[Opening Records shown section]

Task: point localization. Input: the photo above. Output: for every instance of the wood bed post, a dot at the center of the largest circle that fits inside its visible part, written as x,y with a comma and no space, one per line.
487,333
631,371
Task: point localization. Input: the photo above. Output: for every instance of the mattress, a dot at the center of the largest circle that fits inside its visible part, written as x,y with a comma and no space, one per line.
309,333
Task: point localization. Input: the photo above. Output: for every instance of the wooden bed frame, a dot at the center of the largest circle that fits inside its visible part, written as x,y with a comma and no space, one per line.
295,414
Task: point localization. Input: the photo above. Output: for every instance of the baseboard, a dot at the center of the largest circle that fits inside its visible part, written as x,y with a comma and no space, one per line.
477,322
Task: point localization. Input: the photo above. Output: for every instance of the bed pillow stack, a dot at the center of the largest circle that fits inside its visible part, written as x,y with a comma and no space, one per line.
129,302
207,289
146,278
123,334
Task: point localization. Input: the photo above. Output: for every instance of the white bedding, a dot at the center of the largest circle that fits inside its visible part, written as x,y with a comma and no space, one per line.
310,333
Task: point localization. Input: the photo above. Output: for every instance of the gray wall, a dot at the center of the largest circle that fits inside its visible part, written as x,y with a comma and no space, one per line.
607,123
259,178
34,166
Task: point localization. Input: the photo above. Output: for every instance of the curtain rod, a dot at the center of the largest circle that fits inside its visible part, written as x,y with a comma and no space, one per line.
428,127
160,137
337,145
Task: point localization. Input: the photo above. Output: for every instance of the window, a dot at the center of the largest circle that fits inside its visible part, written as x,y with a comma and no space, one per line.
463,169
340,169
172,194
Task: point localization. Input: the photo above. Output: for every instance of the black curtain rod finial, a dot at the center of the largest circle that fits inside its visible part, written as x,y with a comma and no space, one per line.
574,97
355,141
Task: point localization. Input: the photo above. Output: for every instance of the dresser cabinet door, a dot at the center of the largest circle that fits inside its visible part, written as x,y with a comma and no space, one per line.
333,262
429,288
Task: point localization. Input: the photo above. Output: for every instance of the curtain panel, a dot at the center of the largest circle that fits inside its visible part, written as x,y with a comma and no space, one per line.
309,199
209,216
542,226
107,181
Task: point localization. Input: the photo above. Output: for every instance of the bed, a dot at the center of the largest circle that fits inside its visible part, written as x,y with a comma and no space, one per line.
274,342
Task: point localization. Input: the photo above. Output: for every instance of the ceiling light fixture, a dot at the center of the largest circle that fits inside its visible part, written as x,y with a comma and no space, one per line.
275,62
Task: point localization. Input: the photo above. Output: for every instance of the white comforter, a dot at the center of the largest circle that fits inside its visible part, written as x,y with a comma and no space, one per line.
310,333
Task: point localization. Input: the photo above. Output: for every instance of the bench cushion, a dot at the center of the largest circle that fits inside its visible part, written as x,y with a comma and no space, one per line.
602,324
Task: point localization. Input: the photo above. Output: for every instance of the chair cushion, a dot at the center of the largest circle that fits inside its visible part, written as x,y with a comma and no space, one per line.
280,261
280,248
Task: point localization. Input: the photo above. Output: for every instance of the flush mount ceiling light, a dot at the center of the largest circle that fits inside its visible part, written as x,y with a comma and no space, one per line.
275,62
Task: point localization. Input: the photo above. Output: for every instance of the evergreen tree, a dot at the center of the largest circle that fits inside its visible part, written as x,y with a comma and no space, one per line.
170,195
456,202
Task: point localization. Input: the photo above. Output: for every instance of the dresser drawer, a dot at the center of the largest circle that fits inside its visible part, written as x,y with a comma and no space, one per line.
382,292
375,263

[Closing Records shown section]

* _Your instructions_: What is needed is an exact copy of every entry above.

* _Your solution_:
Task: point localization. Input: the photo above. Output: for every instance of the wood bed post, a dot at the center of the largest circle that fits inside its visible part, written as x,y with a comma and no space, one per line.
487,333
631,371
Task: point localization. Input: the photo above. Output: for every instance of the mattress, a dot at the center of the largest circle that fits inside its visible part, written as x,y with a comma and no space, one per line.
309,333
Task: point localization. Input: the photo above. Output: for every instance of the wooden bed frame, a dot at the center of the largest circle that fits inside its visible part, written as x,y with a comma and no space, one per line.
295,414
Task: point localization. Input: the photo above. Output: for every instance of the baseboard, a dot at the center of the largest circle that fits inside its visible part, written as x,y with a comma and no space, one per line.
477,322
Task: point localization. Input: the photo above. Output: for every instance of the bed pillow stack, a dot at the center of the largest circle that fits inside its visible part, written as x,y with a comma and no space, one per line.
129,302
207,289
146,278
123,334
Task: point localization. Input: the photo above. Output: for every instance of the white bedding, a dot at the center of the largest circle that fits inside its visible part, written as x,y with a comma and no space, one per line.
310,333
Task: point localization. Input: the photo above. Output: for every instance of the gray wall, a dot at the center of the largest circle that fits inside its visible part, written as x,y with a comma and no space, one per line.
607,123
259,178
34,166
Task: point localization. Input: the photo above. Output: for every instance of the curtain rod, a dot at the center of the largest circle that fits inside its visible part, written as x,y with a comma and no space, one per line.
428,127
160,137
337,145
Task: point localization. Input: the photo above. Output: for every instance of the window, a dot at the center of the largest circle that fits inside its visible part, written as x,y with a comma and no space, one per line.
463,169
340,169
172,194
Task: point localization. Input: the photo above. Output: for every instance of the black curtain rod finial, a dot at the center of the largest circle that fits inside its visible part, written as x,y with a comma and no space, one per line.
574,97
355,141
Task: point localization. Input: the photo above. Output: for every instance of the dresser cabinet door, a dot at the center of the largest circle that fits inside its visible part, written as x,y with a comma and no space, one per line.
333,262
429,288
Task: point localization. Input: the photo above. Output: for every instance of the curtain panel, a dot at the center of the largest circle that fits inside its visible part, written as x,y with a comma and no space, one per line.
309,199
209,216
542,226
107,181
Task: point localization. Input: the photo above. Output: for every instance of the bed, a dot at the center of the largest circle that fits inside its visible part, written as x,y with a comma and no space, one per line.
274,342
Task: point localization. Input: the photo above. Output: for every instance of the ceiling light fixture, a dot at the center of the largest circle that fits inside its visible part, written as x,y with a comma and no space, one per line.
275,62
Task: point localization. Input: the photo above. Output: for every instance of the white comforter, a dot at the center of the largest circle that fits inside its visible part, written as x,y with a comma and no space, one per line.
310,333
Task: point localization. Input: the photo above. Output: for every instance of the bench cushion, a dot at the center of the largest circle that fits inside its visible part, written as x,y with a comma and no space, one per line.
602,324
Task: point localization. Input: the photo above. Output: for every instance of the chair cushion, a dot at the center of the largest circle that fits inside its visible part, written as x,y with a comma and no space, one per line.
280,261
280,248
Task: point localization. Input: the photo above. Output: for every instance of the flush mount ceiling light, a dot at the center of the largest circle that fits inside its visible part, written as x,y with a comma and no space, one per line.
275,62
Task: point localization. Input: the photo above. Output: for every instance of the evergreen tree, a dot at the center of the largest circle that fits inside its visible part, written as x,y with a comma and no space, one per line.
170,195
456,202
Task: point localization. Input: the photo above. Output: for every instance of the dresser drawer, a dot at the center of the largest circle that fits inside its visible part, written as x,y with a comma and no space, one per line.
382,292
375,263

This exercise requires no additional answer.